(Stored records)
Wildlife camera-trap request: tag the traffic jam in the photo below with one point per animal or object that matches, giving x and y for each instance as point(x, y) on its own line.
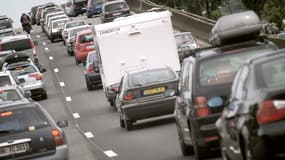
point(226, 100)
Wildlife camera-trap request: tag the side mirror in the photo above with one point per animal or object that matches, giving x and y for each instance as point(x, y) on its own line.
point(42, 70)
point(36, 43)
point(21, 80)
point(27, 94)
point(62, 124)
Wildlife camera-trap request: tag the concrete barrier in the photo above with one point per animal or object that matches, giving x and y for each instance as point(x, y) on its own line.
point(185, 21)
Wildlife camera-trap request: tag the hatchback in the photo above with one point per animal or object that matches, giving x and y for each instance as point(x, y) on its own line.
point(146, 93)
point(252, 125)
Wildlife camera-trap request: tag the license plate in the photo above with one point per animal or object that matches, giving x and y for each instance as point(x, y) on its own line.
point(14, 149)
point(154, 91)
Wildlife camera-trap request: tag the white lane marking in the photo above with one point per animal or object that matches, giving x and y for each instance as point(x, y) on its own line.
point(110, 153)
point(89, 135)
point(68, 99)
point(61, 84)
point(56, 70)
point(76, 115)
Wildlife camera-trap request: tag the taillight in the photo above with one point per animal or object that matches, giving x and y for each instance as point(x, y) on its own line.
point(57, 137)
point(270, 111)
point(129, 96)
point(37, 76)
point(90, 69)
point(201, 107)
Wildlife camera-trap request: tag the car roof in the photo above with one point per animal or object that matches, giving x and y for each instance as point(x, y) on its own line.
point(14, 38)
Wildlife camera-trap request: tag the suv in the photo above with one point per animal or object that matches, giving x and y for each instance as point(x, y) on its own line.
point(5, 22)
point(113, 10)
point(205, 83)
point(23, 43)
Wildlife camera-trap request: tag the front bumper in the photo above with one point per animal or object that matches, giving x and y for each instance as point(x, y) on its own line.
point(148, 109)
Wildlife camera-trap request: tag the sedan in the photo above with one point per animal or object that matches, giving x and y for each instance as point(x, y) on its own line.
point(146, 93)
point(251, 127)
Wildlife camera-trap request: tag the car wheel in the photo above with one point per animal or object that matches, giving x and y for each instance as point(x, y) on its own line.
point(186, 149)
point(129, 124)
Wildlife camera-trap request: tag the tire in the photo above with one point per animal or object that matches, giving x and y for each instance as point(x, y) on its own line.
point(129, 124)
point(185, 149)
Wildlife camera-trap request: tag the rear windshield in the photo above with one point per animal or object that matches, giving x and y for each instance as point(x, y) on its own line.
point(150, 77)
point(74, 24)
point(74, 31)
point(21, 119)
point(86, 38)
point(115, 6)
point(222, 69)
point(9, 95)
point(5, 81)
point(22, 70)
point(271, 73)
point(17, 45)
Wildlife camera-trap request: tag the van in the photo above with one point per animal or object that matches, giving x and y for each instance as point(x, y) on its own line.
point(144, 39)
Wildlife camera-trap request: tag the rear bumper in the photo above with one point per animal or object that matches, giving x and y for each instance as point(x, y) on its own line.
point(93, 78)
point(143, 110)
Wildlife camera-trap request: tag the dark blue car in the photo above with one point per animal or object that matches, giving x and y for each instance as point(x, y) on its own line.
point(94, 7)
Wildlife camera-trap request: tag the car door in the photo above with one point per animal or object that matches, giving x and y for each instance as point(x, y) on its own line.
point(181, 106)
point(232, 118)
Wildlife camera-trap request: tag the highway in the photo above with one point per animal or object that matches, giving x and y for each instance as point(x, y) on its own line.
point(94, 131)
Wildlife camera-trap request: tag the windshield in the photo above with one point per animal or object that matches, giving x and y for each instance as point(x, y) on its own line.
point(150, 77)
point(75, 24)
point(5, 81)
point(271, 73)
point(9, 95)
point(21, 119)
point(17, 45)
point(74, 31)
point(222, 69)
point(183, 39)
point(22, 70)
point(115, 6)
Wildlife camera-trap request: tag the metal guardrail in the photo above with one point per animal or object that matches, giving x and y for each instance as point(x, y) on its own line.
point(185, 21)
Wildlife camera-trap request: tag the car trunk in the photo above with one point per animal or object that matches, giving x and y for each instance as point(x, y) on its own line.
point(30, 143)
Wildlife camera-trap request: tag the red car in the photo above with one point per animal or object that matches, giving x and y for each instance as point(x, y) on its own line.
point(83, 45)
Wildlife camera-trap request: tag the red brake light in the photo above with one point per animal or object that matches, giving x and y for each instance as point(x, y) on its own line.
point(129, 97)
point(201, 106)
point(57, 137)
point(270, 111)
point(36, 75)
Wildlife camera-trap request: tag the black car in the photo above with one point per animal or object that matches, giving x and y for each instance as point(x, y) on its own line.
point(114, 9)
point(252, 125)
point(146, 93)
point(27, 131)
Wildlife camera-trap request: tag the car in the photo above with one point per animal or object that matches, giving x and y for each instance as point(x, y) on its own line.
point(251, 126)
point(56, 27)
point(185, 41)
point(23, 43)
point(5, 22)
point(113, 10)
point(69, 25)
point(7, 32)
point(29, 132)
point(70, 40)
point(206, 78)
point(33, 13)
point(94, 7)
point(92, 72)
point(146, 92)
point(83, 45)
point(27, 73)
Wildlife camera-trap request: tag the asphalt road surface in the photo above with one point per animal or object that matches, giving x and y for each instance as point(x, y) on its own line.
point(94, 131)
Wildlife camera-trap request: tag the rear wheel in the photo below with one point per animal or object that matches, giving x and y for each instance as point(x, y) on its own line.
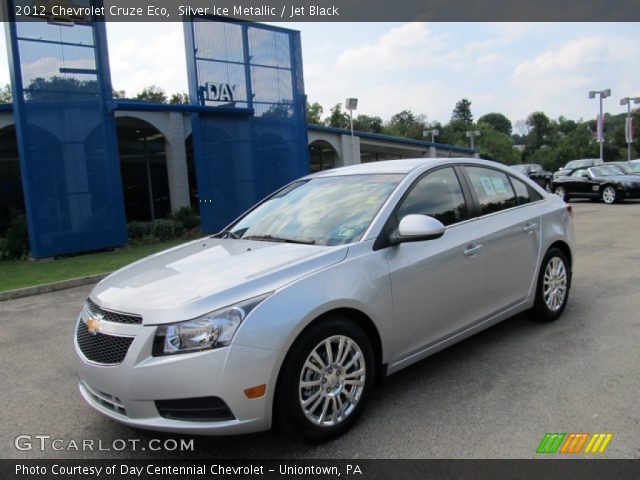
point(609, 195)
point(325, 380)
point(554, 282)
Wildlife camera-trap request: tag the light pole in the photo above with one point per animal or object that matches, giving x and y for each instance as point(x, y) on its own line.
point(628, 130)
point(472, 134)
point(600, 123)
point(433, 132)
point(351, 104)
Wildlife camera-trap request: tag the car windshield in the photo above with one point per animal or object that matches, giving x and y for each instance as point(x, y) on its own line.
point(578, 164)
point(320, 211)
point(605, 171)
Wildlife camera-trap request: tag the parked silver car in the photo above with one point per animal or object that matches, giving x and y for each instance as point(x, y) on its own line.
point(296, 309)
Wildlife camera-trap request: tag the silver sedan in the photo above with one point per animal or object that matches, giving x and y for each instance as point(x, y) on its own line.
point(294, 311)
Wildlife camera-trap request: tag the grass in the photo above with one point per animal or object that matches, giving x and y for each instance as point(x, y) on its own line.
point(19, 274)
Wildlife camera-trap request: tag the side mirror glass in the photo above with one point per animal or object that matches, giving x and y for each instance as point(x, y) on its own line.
point(416, 228)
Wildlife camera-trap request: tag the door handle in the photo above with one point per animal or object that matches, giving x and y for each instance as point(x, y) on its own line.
point(472, 249)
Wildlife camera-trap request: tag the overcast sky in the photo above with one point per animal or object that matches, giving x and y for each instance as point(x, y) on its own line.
point(513, 68)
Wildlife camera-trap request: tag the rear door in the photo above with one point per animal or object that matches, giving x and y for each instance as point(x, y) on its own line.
point(509, 231)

WORK TO DO:
The required output is the lines from the one containing "Wildlife camera-trap request: tag the rear wheel" through the end of the records above, reproduced exactly, with no pictures.

TASK RESULT:
Wildlife camera-trap request: tag the rear wheel in the photo below with one point per animal or object that matches, giving x and y for each instance as point(x, y) on its own line.
point(609, 195)
point(325, 380)
point(554, 282)
Wildlife camera-trap request: tag the light pole in the photo above with one point per animal or object that matches, giving x and y for each instance as point(x, y) on its own line.
point(628, 130)
point(472, 134)
point(600, 123)
point(433, 132)
point(351, 104)
Wildlife camera-trap request: tag the car windshield in the photo above with one point per animal or object that matches, giving x and y for each instance as point(x, y) on its own line.
point(578, 164)
point(320, 211)
point(605, 171)
Wildlife camera-trap request: tag the parked silver car in the photo above with one point per animal or object that matches, giving x and y for each instance as point(x, y) on its own line.
point(296, 309)
Wildlife camera-trap request: tag the silver sedan in the photo above with one point per animal or object that matches, giving x and y for each instance as point(x, y) on its own line.
point(294, 311)
Wildlife camera-trap request: tag the grass in the photo above with one point per animal or object that matches, giving x and y for each instance as point(x, y) on its own line.
point(19, 274)
Wildlife camera-trap request: tag the side mirror glass in the photo above with one point per animal or object that matches, giving x and y for each instance as point(x, y) on its own line.
point(416, 228)
Wildlife camera-trap request: tag the door handle in the photo above with one point per animal or object that matches, giving x and y for each instance as point(x, y) on its own line.
point(472, 249)
Wildlife camera-trap request: tag the overcast sky in the photo above with one point per animal or object that matches, giving x and y for each instance as point(x, y) on its own line.
point(513, 68)
Wildlife camera-trap request: tag the rear door in the photo above with one point per animal or object that matches, giving x and y for each instance as point(x, y) on its own line.
point(509, 231)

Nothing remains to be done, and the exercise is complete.